▶ [Tarefa A]:
Copie do excerto sobre o terrorismo na Europa o trecho de "Da demografia à" a "ontem em Bruxelas.".
▶ [Tarefa B]:
Responda com base no excerto sobre o terrorismo na Europa:
(i) Em que mês e ano começou o atual ciclo de violência?
(ii) Quantas pessoas morreram no museu judaico de Bruxelas?
(iii) Qual é a população europeia indicada?
▶ [Tarefa C]:
Continue o excerto sobre o terrorismo na Europa a partir do ponto em que termina.

▶ [Excerto escolhido]:
>>
Da demografia à demagogia política: porque é que a Europa acabou na mira do Estado Islâmico? Os ataques de ontem em Bruxelas marcaram o terceiro maior ataque terrorista na Europa nos últimos 15 meses. Seguem-se cinco factos que explicam porque é que a Europa se tornou o ground zero do terrorismo islâmico.

1. A preparação do cenário

O atual ciclo de violência começou em maio de 2014 em Bruxelas, quando um combatente francês ligado ao Estado Islâmico (EI) abriu fogo no museu judaico de Bruxelas e matou três pessoas. Seguiu-se o tiroteio no Charlie Hebdo em Paris, um ataque durante um evento sobre liberdade de expressão na Dinamarca, os ataques no Bataclan e no Stade de France em Paris e, por fim, os ataques de ontem em Bruxelas.

No total foram mortas mais de 185 pessoas – e a população europeia, de mais de 500 milhões de pessoas, está aterrorizada. O Estado Islâmico assumiu a responsabilidade direta pelos ataques em Bruxelas e acredita-se que muitos dos ataques anteriores tenham sido "inspirados" pelo mesmo – o que torna o grupo ainda mais assustador.
<<
Itens para identificar locais
>>
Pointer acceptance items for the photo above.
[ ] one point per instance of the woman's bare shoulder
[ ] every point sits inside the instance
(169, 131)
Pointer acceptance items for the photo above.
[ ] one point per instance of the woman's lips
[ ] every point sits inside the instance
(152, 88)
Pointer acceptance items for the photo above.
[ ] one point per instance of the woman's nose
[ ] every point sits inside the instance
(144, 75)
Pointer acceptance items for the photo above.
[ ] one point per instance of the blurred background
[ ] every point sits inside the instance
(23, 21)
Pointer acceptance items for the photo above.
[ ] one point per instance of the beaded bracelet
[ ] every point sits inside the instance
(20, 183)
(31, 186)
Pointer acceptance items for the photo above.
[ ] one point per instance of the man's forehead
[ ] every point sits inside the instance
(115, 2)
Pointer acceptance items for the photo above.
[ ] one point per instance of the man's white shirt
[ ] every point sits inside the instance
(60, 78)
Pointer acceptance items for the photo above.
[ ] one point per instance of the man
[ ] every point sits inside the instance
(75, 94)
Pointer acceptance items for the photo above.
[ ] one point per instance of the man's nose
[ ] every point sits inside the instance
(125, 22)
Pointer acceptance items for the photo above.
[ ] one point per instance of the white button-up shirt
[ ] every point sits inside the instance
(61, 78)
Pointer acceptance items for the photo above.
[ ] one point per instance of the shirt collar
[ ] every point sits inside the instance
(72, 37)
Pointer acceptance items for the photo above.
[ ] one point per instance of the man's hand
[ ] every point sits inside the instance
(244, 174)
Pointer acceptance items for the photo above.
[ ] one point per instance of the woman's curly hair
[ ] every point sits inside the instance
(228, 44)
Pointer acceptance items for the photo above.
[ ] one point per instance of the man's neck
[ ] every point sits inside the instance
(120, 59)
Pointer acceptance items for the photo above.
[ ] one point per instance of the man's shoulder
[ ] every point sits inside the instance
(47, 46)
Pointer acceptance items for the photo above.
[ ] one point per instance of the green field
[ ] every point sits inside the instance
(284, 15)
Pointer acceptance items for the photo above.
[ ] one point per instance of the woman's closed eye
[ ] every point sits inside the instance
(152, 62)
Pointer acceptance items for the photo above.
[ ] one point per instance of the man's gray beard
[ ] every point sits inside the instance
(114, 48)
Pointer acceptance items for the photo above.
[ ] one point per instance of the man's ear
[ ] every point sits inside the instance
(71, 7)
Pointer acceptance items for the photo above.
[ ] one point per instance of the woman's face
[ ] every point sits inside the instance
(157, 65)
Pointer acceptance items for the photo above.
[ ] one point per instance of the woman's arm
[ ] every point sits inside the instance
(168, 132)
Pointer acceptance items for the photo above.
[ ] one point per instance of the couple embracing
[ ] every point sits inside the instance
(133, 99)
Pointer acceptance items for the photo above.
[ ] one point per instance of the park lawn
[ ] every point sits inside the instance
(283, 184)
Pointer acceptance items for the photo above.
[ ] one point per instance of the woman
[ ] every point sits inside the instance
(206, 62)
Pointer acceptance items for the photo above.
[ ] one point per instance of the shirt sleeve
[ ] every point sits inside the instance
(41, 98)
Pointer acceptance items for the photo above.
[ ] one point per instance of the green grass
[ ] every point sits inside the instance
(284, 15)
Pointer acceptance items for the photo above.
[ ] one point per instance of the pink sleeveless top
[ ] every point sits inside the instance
<<
▶ [Resultado A]:
Da demografia à demagogia política: porque é que a Europa acabou na mira do Estado Islâmico? Os ataques de ontem em Bruxelas marcaram o terceiro maior ataque terrorista na Europa nos últimos 15 meses. Seguem-se cinco factos que explicam porque é que a Europa se tornou o ground zero do terrorismo islâmico.

1. A preparação do cenário

O atual ciclo de violência começou em maio de 2014 em Bruxelas, quando um combatente francês ligado ao Estado Islâmico (EI) abriu fogo no museu judaico de Bruxelas e matou três pessoas. Seguiu-se o tiroteio no Charlie Hebdo em Paris, um ataque durante um evento sobre liberdade de expressão na Dinamarca, os ataques no Bataclan e no Stade de France em Paris e, por fim, os ataques de ontem em Bruxelas.

▶ [Resultado B]:
(i) Em maio de 2014.
(ii) Três pessoas.
(iii) Mais de 500 milhões de pessoas.

▶ [Resultado C]:
No total, o Estado Islâmico realizou ou inspirou aproximadamente 75 ataques terroristas em 20 países fora da Síria e do Iraque. O Estado Islâmico tornou-se uma ameaça global, acrescentando às operações na sua região a estratégia de atacar estrangeiros noutros países.

Como o grupo continua a perder terreno no Médio Oriente – já perdeu 22% do seu território no Iraque e na Síria desde janeiro de 2015, 8% nos últimos três meses – o mundo tem de se preparar para um grupo jihadista cada vez mais desesperado.

2. A base de recrutamento na Europa

Embora os locais onde os terroristas realizaram os ataques pareçam relativamente aleatórios, as cidades-alvo não foram escolhidas por acaso. De 2012 a 2015, mais de 400 pessoas partiram da Bélgica para território controlado pelo EI no Iraque e na Síria, fazendo com que a Bélgica se tornasse a capital da UE para jihadistas, em relação à sua população. Em termos absolutos, esse título iria para França: no mesmo período, cerca de 1.200 pessoas viajaram de França para o Iraque e Síria para se juntarem aos jihadistas.

Não é coincidência que estes dois países tenham sido alvos do terrorismo islâmico. São ambos o lar de alguns dos bairros muçulmanos mais radicalizados e ostracizados no continente: Molenbeek em Bruxelas e os banlieues em Paris. Quando estes combatentes regressam aos seus países – as autoridades belgas estimam que 117 dos que partiram para o Médio Oriente a partir da Bélgica terão regressado – têm geralmente redes de amigos e cúmplices para se protegerem das autoridades.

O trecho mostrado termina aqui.